Problem 1 — Reproduce the passage of the article on the Dunedin City Council annual plan from "The Wildlife Hospital Trust" up to and including "for six years.".
Problem 2 — Using the article on the Dunedin City Council annual plan, mark each statement yes or no and quote the words that decide it: (a) The council proposed a rates increase of 17.5%. (b) Most submissions about community housing rents supported the proposed 11% increase. (c) The Dunedin Fringe Arts Trust requested $213,500.

Text shown —
== Segment start ==

City council crunching numbers on annual plan

A funding increase for Tūhura Otago Museum has been recommended by Dunedin City Council staff, after emphatic public support.

However, granting the museum’s request could help edge the council’s rates rise above 17.5%.

Other discussion points this week will include community housing rent rises, council cost pressures, funding for Dunedin’s wildlife hospital, the future of a performing arts venue and ownership of hockey fields that need an upgrade.

The council is deliberating on its annual plan this week in a meeting that starts today.

It proposed a rates increase of 17.5%, signalled a rise in debt of about $118 million and received more than 750 submissions about its planned programme.

Of 192 submissions about the museum, 187 favoured increasing its funding in line with inflation, rather than keeping it at the past year’s level.

Dunedin Wildlife Hospital director and senior wildlife veterinarian Dr Lisa Argilla (left) feeds...
Dunedin Wildlife Hospital director and senior wildlife veterinarian Dr Lisa Argilla (left) feeds and medicates a Haast kiwi (tokoeka) held by wildlife veterinary nurse Emily Brewer at the wildlife hospital yesterday. After caring for 755 patients last year, the hospital has admitted more than 300 patients so far this year. Since its inception in 2018, the hospital has cared for more than 3500 patients, including more than 1000 yellow-eyed penguins (hoiho). PHOTO: LINDA ROBERTSON
The museum wanted a 4.3% increase in its levy — about $213,500 more than the proposed allocation of just under $5m.

Granting this would be enough to push the rates rise up by 0.1 of a percentage point.

Council staff recommended councillors do so, or increase the levy by "another amount".

The Wildlife Hospital Trust is another organisation keenly awaiting funding news, having requested $75,000 to secure the salary of hospital director Dr Lisa Argilla.

Hospital trust manager Jordana Whyte said the council had been a cornerstone partner for six years.

Among the hospital’s patients this week are a royal spoonbill and hoiho from the Otago Peninsula, a sooty shearwater from Port Chalmers, a swan chick picked up at Tomahawk Lagoon, a takahē from Fiordland, a Haast kiwi from a sanctuary island in the Foveaux Strait, a Halfway Bush harrier hawk and a rare Antipodes Island parakeet.

The council proposed a community housing rents increase of 11% to cover the increased cost of operating the portfolio.

Of 171 submissions on the subject, 101 were against an increase this steep.

A plan for the council to take over ownership of Logan Park hockey artificial turfs and fund replacing them at a capital cost of $1m was largely endorsed by submitters.

It was backed by 209 out of 319.

The Dunedin Fringe Arts Trust requested $75,000 to support continued operation of the venue Te Whare o Rukutia for the next year.

Council staff commentary included that if the trust board decided it could not afford to continue running the venue, "staff will work to find a solution whereby Te Whare o Rukutia remains available as a community performance venue".

== Segment end ==

Data below —

== Segment start ==

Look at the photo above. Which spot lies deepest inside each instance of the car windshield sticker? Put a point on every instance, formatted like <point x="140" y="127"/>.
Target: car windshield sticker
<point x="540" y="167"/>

== Segment end ==

Task answer 1 —
The Wildlife Hospital Trust is another organisation keenly awaiting funding news, having requested $75,000 to secure the salary of hospital director Dr Lisa Argilla.

Hospital trust manager Jordana Whyte said the council had been a cornerstone partner for six years.

Task answer 2 —
(a) Yes: "It proposed a rates increase of 17.5%"
(b) No: "Of 171 submissions on the subject, 101 were against an increase this steep."
(c) No: "The Dunedin Fringe Arts Trust requested $75,000 to support continued operation of the venue Te Whare o Rukutia for the next year."